[Records of labeled points]
--- begin ---
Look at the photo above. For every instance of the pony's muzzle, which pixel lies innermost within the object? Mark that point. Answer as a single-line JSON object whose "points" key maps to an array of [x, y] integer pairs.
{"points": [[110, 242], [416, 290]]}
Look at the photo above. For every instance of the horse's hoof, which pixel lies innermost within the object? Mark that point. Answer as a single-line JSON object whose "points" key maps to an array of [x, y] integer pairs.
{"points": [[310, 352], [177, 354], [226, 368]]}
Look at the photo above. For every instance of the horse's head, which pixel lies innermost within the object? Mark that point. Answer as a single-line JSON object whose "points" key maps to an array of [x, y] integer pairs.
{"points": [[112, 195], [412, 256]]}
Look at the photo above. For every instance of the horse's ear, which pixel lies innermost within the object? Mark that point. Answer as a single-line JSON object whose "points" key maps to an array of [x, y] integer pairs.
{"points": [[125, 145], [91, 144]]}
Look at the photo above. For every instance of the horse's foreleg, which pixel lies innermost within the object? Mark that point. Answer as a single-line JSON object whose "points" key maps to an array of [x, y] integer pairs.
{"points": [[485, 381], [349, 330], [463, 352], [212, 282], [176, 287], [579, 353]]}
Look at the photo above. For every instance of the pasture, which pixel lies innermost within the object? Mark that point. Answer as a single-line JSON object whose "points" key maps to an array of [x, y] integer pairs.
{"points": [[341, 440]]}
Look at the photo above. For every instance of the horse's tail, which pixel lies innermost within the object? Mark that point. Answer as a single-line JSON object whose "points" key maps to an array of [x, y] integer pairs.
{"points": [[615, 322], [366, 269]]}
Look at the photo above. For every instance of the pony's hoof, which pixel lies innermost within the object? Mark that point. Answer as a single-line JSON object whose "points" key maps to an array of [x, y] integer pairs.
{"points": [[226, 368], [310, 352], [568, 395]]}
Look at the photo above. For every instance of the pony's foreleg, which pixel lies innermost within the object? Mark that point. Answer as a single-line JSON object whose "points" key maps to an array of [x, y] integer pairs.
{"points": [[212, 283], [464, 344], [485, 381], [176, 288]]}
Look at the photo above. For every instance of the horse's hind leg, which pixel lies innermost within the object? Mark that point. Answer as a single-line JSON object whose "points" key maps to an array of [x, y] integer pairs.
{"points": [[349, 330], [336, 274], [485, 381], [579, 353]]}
--- end ---
Change every "pony's" in these rows to "foal's", leaving the rest untouched.

## SOLUTION TO THIS TASK
Look at the photo above. For every instance of the foal's muzzle, which pixel lies innermost within the object? Mark that point. Answer as a single-line JSON object whose "points" key maps to an array of [x, y] integer pairs.
{"points": [[110, 242], [416, 290]]}
Look at the photo above. For every instance of the horse's hoof, which pixel lies innermost within the object? Mark that point. Answer as a single-line JSON object whose "points" key maps to an array of [x, y] integer pairs.
{"points": [[310, 352], [177, 354], [226, 368]]}
Look at the photo above. For every instance of the horse's head, which pixel lies innermost within the object? Mark that point. Answer as a single-line JSON object whose "points" key maps to an array of [x, y] integer pairs.
{"points": [[112, 195], [412, 256]]}
Look at the photo above. For every instance of the horse's ear, which pixel lies innermost within the object? Mark that point. Answer as a single-line JSON object whose "points" key maps to an array of [x, y] integer pairs.
{"points": [[125, 145], [91, 144]]}
Look at the photo above. For every instance of the horse's foreleg, which pixel lies innermost within the object? Mark that point. Answer as a single-line JSON object whose "points" key maps to an array of [x, y] integer pairs.
{"points": [[485, 381], [349, 330], [463, 352], [212, 282], [176, 287], [579, 353]]}
Look at the photo above. For every instance of the pasture, which pixel lies innermost within the object? Mark that point. Answer as a single-line JSON object whose "points" key maps to an array of [x, y] integer pairs.
{"points": [[341, 440]]}
Look at the photo above. For every instance of the horse's tail, which pixel lies innermost within the object? Mark that point. Answer as a single-line JSON object whose "points" key maps to an array of [x, y] integer pairs.
{"points": [[615, 322], [366, 269]]}
Look at the photo above. For every instance of the foal's hoof, which pixel lies innermost within the object? Mark that point. Answer as a single-line JSON object whose "points" key maps to an array of [x, y] integer pairs.
{"points": [[226, 368], [310, 352], [568, 395]]}
Look at the photo above. For every instance of the foal's foreleg, which pixel lies innermost within the object? Mark that point. Answer as a single-line JSON object whose "points" key maps to an array of [x, y] integer pairs.
{"points": [[212, 283], [464, 344], [485, 381], [176, 288]]}
Look at the photo above. For every instance of the horse's hind leg, which pixel lies innermost within the object? Mark that point. Answer as a single-line JSON object whose "points" key maps to an array of [x, y] integer pairs.
{"points": [[349, 330], [336, 274], [485, 381], [579, 353]]}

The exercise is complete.